(begin)

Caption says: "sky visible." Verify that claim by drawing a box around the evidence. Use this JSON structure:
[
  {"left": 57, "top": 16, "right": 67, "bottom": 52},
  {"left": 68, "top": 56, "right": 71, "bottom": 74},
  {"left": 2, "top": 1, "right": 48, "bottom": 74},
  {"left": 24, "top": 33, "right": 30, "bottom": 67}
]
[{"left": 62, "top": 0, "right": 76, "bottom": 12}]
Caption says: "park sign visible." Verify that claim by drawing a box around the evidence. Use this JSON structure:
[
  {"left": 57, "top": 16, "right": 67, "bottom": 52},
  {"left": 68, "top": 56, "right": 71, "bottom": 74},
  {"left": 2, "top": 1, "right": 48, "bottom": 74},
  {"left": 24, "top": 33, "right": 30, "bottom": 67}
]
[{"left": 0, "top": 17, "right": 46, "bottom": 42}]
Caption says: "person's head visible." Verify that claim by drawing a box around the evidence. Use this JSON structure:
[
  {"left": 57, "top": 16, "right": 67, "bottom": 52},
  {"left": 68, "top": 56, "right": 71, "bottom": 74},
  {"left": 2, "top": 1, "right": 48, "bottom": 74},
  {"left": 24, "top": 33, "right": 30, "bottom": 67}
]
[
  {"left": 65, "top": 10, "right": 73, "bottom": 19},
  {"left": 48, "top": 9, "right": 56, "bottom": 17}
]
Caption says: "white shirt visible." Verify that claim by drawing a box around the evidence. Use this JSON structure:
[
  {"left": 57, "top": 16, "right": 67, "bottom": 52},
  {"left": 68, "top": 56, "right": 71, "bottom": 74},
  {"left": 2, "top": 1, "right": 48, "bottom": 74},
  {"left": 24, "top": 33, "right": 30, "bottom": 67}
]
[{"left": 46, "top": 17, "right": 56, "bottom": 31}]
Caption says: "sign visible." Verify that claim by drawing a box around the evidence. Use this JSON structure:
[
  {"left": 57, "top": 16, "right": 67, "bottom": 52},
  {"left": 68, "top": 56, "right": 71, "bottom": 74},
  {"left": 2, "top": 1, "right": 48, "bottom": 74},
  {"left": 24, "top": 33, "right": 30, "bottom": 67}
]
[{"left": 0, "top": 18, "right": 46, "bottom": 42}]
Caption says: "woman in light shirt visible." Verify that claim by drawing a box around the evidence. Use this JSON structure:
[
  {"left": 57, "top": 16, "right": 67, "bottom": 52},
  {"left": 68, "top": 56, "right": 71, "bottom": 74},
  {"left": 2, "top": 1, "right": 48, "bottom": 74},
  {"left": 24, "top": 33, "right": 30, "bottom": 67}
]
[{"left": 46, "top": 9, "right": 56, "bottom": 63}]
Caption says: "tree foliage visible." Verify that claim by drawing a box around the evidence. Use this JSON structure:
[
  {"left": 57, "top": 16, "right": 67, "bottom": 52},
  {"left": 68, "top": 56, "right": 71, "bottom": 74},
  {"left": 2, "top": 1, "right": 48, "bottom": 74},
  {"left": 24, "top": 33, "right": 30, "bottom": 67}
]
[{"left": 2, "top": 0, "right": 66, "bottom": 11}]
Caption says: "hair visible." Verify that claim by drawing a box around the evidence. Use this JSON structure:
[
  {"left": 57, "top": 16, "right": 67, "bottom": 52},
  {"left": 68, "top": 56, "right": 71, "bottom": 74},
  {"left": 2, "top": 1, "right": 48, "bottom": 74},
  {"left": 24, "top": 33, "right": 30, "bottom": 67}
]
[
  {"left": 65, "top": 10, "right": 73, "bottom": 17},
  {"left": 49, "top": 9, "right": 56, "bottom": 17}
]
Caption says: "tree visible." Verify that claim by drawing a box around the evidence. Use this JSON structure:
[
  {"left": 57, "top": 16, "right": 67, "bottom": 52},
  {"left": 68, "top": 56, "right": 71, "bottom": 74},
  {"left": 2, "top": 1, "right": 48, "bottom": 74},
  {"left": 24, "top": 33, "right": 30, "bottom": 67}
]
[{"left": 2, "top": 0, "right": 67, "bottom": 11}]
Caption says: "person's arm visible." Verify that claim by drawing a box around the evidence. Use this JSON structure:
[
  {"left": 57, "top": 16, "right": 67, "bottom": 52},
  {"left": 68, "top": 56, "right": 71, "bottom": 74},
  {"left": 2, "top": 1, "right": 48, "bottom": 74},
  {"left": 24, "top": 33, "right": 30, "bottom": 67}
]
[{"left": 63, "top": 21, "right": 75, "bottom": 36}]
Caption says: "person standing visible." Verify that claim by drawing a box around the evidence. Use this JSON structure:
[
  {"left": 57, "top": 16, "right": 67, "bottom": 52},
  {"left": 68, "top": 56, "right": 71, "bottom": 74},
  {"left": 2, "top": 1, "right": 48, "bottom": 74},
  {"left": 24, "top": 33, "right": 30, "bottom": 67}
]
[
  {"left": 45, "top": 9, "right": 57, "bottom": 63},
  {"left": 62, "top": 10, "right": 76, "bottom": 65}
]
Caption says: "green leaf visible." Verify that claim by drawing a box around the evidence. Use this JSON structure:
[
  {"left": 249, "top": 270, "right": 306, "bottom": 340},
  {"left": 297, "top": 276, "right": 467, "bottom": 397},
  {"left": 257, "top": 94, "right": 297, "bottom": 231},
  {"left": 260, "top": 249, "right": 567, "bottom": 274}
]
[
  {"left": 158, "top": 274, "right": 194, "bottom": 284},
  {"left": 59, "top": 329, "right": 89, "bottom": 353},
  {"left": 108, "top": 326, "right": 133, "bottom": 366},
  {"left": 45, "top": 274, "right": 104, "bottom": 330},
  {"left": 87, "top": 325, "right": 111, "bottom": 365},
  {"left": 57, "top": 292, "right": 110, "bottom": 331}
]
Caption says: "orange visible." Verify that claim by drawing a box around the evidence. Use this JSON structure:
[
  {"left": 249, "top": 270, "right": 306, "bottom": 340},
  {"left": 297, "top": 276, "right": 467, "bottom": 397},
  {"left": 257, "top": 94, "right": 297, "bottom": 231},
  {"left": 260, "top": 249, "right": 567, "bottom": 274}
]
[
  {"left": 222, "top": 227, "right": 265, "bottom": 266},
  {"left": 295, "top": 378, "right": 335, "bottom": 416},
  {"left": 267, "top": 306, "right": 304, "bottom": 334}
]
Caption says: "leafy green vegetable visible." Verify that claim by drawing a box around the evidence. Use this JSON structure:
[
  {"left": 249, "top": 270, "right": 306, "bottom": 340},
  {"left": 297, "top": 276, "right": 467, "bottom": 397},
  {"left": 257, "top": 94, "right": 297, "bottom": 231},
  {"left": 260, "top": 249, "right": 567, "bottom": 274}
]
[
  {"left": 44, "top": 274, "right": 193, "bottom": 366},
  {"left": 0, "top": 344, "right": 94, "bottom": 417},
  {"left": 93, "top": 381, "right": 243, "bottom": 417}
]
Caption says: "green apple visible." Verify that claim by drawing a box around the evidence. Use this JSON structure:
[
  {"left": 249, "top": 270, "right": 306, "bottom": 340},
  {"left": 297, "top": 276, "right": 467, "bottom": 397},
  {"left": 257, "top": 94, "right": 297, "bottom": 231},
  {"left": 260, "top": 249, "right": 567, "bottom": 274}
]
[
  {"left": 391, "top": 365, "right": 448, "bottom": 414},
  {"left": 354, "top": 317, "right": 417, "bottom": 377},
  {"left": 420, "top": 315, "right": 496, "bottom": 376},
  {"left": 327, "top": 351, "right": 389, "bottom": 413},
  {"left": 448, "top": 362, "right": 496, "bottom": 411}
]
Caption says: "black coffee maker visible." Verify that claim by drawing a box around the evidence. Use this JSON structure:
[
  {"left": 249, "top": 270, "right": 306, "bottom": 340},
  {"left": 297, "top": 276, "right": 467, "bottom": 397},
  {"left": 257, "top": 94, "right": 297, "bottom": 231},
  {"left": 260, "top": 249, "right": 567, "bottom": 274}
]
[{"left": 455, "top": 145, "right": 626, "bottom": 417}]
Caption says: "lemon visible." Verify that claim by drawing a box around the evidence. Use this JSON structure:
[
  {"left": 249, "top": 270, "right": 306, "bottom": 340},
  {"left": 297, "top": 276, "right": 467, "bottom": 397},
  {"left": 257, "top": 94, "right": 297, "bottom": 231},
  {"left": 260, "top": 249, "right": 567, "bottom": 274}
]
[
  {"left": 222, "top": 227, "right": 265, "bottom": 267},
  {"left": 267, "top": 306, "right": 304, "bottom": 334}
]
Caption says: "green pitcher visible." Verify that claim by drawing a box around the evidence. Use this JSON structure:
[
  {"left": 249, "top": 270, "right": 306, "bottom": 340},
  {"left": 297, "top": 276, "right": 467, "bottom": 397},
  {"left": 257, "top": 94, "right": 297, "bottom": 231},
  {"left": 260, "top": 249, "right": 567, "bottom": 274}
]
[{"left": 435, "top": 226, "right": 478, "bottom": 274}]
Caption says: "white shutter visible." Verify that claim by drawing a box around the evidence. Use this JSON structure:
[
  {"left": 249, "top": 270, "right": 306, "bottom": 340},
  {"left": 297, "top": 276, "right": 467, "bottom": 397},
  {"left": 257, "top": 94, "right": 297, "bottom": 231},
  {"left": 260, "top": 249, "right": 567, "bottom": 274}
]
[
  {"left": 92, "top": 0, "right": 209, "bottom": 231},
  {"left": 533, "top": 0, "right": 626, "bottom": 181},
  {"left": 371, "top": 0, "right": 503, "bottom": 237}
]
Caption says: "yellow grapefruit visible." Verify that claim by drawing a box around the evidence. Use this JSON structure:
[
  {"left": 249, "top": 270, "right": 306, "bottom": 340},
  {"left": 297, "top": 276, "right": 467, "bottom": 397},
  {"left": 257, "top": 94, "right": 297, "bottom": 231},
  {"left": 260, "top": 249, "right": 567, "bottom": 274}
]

(end)

Task prompt:
Tally the lines of the records above that contain the string "green", treating uppercase and lowercase as different, and reply with the number only.

Expected answer:
4